Provided data start
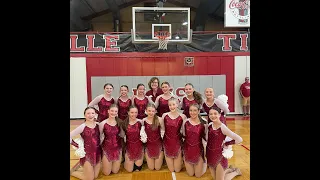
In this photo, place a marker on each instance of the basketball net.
(163, 38)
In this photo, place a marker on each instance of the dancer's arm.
(75, 132)
(236, 138)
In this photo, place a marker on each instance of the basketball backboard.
(146, 21)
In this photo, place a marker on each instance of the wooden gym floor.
(240, 159)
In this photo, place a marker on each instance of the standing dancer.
(155, 90)
(103, 102)
(172, 139)
(124, 102)
(91, 150)
(111, 142)
(194, 130)
(140, 101)
(216, 135)
(191, 97)
(134, 146)
(153, 149)
(161, 102)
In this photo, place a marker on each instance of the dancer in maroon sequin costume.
(209, 103)
(153, 148)
(216, 135)
(141, 101)
(134, 146)
(161, 102)
(89, 132)
(124, 102)
(103, 101)
(194, 130)
(111, 142)
(191, 97)
(155, 90)
(172, 138)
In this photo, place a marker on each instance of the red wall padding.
(164, 64)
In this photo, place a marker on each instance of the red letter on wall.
(110, 42)
(244, 42)
(90, 44)
(226, 41)
(74, 44)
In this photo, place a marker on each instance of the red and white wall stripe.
(235, 65)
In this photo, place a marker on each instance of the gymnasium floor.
(240, 159)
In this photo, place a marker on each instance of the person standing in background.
(155, 90)
(245, 94)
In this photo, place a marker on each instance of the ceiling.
(83, 11)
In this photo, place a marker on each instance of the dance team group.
(150, 127)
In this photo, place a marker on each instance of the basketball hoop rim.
(162, 34)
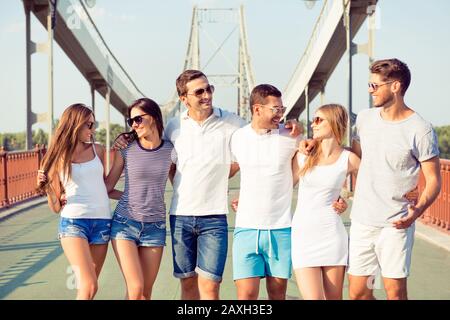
Provided data end
Given request =
Output every line of the records above verbatim, from first to last, omitting the pictures.

Answer to the task =
In this photo, place a marker on each instance of the basketball net.
(163, 38)
In this photo, place a marker on each instance of the dancer's arm.
(75, 132)
(236, 138)
In this photo, place a marker on each instance of the basketball backboard.
(146, 21)
In this photo, place a marker on each instance of the wooden gym floor.
(240, 159)
In this photo, place a marker on each instance of the standing dancer.
(155, 90)
(103, 102)
(172, 139)
(124, 102)
(91, 150)
(111, 142)
(194, 130)
(140, 101)
(216, 135)
(191, 97)
(134, 146)
(153, 149)
(161, 102)
In this photo, place a marker on each instance of the dancer in maroon sequin costume.
(209, 103)
(153, 148)
(216, 135)
(141, 101)
(134, 146)
(161, 102)
(89, 132)
(124, 102)
(103, 101)
(194, 130)
(111, 142)
(191, 97)
(155, 90)
(172, 138)
In this photo, place a marker on each instance of the red wall padding.
(164, 64)
In this photo, place a marker on each instance of the red letter on wall.
(110, 42)
(244, 42)
(90, 44)
(226, 41)
(74, 44)
In this photo, place a marker on each instance of the red and white wall stripe.
(235, 65)
In this photo, place a marker on each instance of the gymnasium floor.
(240, 159)
In this photo, place a marker on each instance of the person standing in background.
(155, 90)
(245, 94)
In this photo, place a marker on each instance of the ceiling.
(83, 11)
In this photo, place a marker on each instance of the dance team group.
(150, 127)
In this photo, place a marker on each instance of the basketball hoop rim.
(162, 34)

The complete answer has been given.